> _SUPPLIED PASSAGE_
How To Water My Bonsai Tree

Knowing how to water a bonsai tree properly is without a doubt the most important part of keeping the tree alive and thriving. If over watered, the tree will get root rot. If under watered, the foliage will dry up and fall off. In this article I show you exactly how to water a bonsai tree and find the perfect routine.


The most important part in watering a bonsai tree is checking to see if the tree actually needs watering. If the tree gets over watered or under watered over a long period of time, it’s going to have serious health problems. There is a very simple technique to knowing exactly when and how to water your bonsai tree, let’s find out more…


How Often To Water Your Bonsai Tree


Unfortunately bonsai trees don’t have a set time to be watered and giving a broad answer of exactly when to water a bonsai tree is impossible. The frequency a bonsai tree needs watering can depend on a huge amount of factors including:


  • The species of tree
  • Bonsai pot size
  • Soil quality and mix
  • Climate
  • Time of year
  • Amount of foliage


As you own a bonsai tree for a period of years you’re going to know exactly how your trees respond to certain amounts of watering and it’s going to make the process of watering extremely simple. This has happened with all of my trees so far, I know how often my Chinese Elm needs watering in the winter compared to my Juniper.


A general rule of thumb will be to check to see if the bonsai tree needs watering at least once per day. This doesn’t always mean you will water the tree daily, just checking to see if it needs to be watered. I would advise checking twice per day, once in the morning and once in the afternoon during the growing months of summer, as most trees are going to get very thirsty and soil tends to dry out very fast.


How To Water A Bonsai Tree, Step By Step Guide –


There are a few very simple methods to watering a bonsai tree properly that have been used successfully for a very long time. I am going to break down the simplest way for beginners to ensure their tree is properly watered.


1. Firstly you need to check if the tree needs watering, to avoid over-watering the bonsai. Push your finger about 3 cm into the top soil. If it feels dry or barely moist, it needs watering. If the soil feels wet or very moist, the tree does not need to be watered yet, check again in 12 hours.


2. From a low height, start pouring either rain or tap water over the soil, evenly covering the whole of the bonsai pot. You’ll want to pour slowly and keep pouring until water is running well out of the pots drainage holes.


3. Stop watering your tree and let the pot drain for the next 3 minutes. 


4. Repeat step 2. again, evenly watering the soil once more.


5. Let the bonsai tree sit and drain fully for the next 10-15 minutes. 


6. Fill the humidity tray with water, to provide extra humidity to indoor grown species.


This is the most effective way to water a bonsai tree properly, ensuring the roots and soil is thoroughly watered. This process should be done whenever the soil is feeling dry. If done too often, with already wet soil, the roots are going to struggle to get oxygen. This over the long term causes ‘root rot’, where the root system is going to start dying and rotting away.


You’ll notice I haven’t included misting the foliage on here, as for most bonsai it is pointless. I would only advise watering if you have a species that produces flowers, like the crab apple. For more information about why you shouldn’t mist a bonsai tree, read my article!


The Best Time Of Day To Water A Bonsai Tree


There is not a preferred time of day to water a bonsai tree but it’s best to avoid watering in the evenings as it can freeze as the temperature drops going into the night. Finding what works for you and your busy schedule is going to be the most important thing to think about, making sure you don’t go a day without checking on your trees.

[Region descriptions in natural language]
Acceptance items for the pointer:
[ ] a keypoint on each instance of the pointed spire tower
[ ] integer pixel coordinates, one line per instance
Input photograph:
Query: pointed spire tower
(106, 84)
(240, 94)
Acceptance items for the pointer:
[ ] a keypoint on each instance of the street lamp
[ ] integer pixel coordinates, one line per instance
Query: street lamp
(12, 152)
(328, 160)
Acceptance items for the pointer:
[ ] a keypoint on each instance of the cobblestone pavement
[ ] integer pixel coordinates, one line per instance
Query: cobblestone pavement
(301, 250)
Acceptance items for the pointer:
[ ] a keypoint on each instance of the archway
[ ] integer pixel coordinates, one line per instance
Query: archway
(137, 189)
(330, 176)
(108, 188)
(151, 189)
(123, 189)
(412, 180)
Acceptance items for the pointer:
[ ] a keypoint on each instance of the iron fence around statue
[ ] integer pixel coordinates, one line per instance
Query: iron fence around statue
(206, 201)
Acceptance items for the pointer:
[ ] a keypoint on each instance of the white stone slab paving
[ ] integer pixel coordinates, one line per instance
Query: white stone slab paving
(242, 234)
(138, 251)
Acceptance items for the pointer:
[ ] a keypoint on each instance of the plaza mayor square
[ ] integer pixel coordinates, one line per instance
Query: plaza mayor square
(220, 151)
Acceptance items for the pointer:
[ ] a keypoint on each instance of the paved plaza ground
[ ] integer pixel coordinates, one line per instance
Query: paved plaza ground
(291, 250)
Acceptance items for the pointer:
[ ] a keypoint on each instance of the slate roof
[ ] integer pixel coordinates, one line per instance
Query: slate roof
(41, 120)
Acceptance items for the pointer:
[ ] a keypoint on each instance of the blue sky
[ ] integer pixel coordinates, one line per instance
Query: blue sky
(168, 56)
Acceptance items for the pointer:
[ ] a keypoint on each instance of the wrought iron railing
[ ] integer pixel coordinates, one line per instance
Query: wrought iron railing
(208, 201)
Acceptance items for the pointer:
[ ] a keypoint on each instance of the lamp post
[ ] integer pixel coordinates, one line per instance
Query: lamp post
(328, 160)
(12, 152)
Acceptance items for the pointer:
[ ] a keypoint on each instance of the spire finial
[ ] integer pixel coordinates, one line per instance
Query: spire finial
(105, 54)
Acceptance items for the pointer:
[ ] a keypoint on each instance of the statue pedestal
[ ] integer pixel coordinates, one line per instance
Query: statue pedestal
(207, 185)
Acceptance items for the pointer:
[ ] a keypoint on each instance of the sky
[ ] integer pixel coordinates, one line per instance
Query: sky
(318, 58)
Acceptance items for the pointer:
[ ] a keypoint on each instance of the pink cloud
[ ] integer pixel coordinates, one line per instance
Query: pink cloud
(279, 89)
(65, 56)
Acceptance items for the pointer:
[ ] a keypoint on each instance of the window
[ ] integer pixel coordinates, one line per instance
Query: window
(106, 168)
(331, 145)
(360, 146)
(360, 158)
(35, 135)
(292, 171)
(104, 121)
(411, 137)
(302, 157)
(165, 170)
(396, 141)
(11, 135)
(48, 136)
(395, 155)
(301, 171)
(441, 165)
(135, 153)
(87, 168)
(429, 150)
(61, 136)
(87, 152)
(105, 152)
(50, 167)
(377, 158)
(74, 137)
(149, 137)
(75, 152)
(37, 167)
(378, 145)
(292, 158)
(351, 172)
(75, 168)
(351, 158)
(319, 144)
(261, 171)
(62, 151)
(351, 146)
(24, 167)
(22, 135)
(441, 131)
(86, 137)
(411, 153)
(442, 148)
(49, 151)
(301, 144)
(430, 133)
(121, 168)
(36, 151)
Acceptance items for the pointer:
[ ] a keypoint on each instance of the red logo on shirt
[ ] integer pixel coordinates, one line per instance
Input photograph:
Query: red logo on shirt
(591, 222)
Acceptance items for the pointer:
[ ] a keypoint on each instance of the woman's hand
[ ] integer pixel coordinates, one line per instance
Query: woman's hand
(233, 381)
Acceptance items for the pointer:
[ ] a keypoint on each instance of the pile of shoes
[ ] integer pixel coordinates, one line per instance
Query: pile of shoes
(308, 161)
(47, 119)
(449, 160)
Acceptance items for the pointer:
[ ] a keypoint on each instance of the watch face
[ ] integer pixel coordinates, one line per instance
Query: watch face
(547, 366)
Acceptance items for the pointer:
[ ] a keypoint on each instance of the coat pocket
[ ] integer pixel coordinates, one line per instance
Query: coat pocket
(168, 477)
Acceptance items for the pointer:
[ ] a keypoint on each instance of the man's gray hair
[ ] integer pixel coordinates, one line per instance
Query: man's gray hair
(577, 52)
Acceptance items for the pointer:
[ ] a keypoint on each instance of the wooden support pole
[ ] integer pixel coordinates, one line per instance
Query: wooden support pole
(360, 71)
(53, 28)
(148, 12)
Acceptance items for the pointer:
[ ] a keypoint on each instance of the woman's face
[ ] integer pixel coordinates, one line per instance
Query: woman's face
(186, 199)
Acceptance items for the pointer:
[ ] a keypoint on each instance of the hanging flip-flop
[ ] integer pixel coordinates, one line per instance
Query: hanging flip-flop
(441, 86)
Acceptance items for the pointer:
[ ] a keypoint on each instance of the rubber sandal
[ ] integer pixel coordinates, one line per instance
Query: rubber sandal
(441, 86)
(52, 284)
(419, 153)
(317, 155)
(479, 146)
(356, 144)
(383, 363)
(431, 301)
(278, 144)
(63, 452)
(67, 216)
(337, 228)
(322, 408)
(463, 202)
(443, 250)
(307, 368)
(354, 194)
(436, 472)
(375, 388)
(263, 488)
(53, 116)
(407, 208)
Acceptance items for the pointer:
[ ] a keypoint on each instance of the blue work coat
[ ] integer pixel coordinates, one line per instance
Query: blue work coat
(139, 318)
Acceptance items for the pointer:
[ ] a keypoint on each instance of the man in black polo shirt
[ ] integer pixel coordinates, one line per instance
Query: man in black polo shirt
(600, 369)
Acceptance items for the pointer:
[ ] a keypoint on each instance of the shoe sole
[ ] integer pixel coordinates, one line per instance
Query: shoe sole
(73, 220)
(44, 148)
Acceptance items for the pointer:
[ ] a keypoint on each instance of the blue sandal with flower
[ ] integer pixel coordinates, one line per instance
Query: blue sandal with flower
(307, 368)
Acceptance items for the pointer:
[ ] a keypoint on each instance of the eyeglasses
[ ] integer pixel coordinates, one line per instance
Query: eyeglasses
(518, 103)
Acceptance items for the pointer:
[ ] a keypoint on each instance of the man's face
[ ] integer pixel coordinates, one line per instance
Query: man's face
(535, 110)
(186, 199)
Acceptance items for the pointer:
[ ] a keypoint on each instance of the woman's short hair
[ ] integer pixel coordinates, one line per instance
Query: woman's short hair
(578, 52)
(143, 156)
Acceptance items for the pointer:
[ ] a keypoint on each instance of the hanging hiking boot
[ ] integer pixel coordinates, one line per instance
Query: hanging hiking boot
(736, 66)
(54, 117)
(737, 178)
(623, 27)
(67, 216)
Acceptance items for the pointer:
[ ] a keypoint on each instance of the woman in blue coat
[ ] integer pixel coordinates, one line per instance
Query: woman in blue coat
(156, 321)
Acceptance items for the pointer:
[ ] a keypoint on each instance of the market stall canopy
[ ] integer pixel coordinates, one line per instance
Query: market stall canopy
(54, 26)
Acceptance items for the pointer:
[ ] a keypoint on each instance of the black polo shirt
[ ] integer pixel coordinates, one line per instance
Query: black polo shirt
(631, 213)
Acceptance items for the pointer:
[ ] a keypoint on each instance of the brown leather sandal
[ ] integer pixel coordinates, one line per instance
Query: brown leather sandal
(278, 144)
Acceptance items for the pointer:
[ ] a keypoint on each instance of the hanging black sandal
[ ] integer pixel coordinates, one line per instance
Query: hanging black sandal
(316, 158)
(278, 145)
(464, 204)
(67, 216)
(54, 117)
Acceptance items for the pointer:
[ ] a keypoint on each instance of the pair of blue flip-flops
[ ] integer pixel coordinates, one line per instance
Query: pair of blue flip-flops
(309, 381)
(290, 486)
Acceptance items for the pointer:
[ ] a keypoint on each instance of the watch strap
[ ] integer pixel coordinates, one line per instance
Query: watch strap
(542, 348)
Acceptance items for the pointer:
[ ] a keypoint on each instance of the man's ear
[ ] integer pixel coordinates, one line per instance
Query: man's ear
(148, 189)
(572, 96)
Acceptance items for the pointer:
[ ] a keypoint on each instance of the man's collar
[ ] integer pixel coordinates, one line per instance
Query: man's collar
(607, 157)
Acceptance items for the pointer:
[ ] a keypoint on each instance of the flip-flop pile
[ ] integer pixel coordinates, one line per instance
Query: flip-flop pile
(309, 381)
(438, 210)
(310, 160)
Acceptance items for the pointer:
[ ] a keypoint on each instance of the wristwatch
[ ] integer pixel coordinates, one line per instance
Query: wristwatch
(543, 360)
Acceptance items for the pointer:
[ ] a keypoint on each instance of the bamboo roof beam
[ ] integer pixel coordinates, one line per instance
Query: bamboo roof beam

> _LIST OF TASKS_
**a.** According to the bonsai watering article, how far should you push your finger into the top soil to check whether the tree needs water?
**b.** Transcribe the bonsai watering article word for word, beginning at the words "4. Repeat step" and stopping after "and rotting away.".

> _ANSWERS FOR THIS EXERCISE_
**a.** About 3 cm.

**b.**
4. Repeat step 2. again, evenly watering the soil once more.


5. Let the bonsai tree sit and drain fully for the next 10-15 minutes. 


6. Fill the humidity tray with water, to provide extra humidity to indoor grown species.


This is the most effective way to water a bonsai tree properly, ensuring the roots and soil is thoroughly watered. This process should be done whenever the soil is feeling dry. If done too often, with already wet soil, the roots are going to struggle to get oxygen. This over the long term causes ‘root rot’, where the root system is going to start dying and rotting away.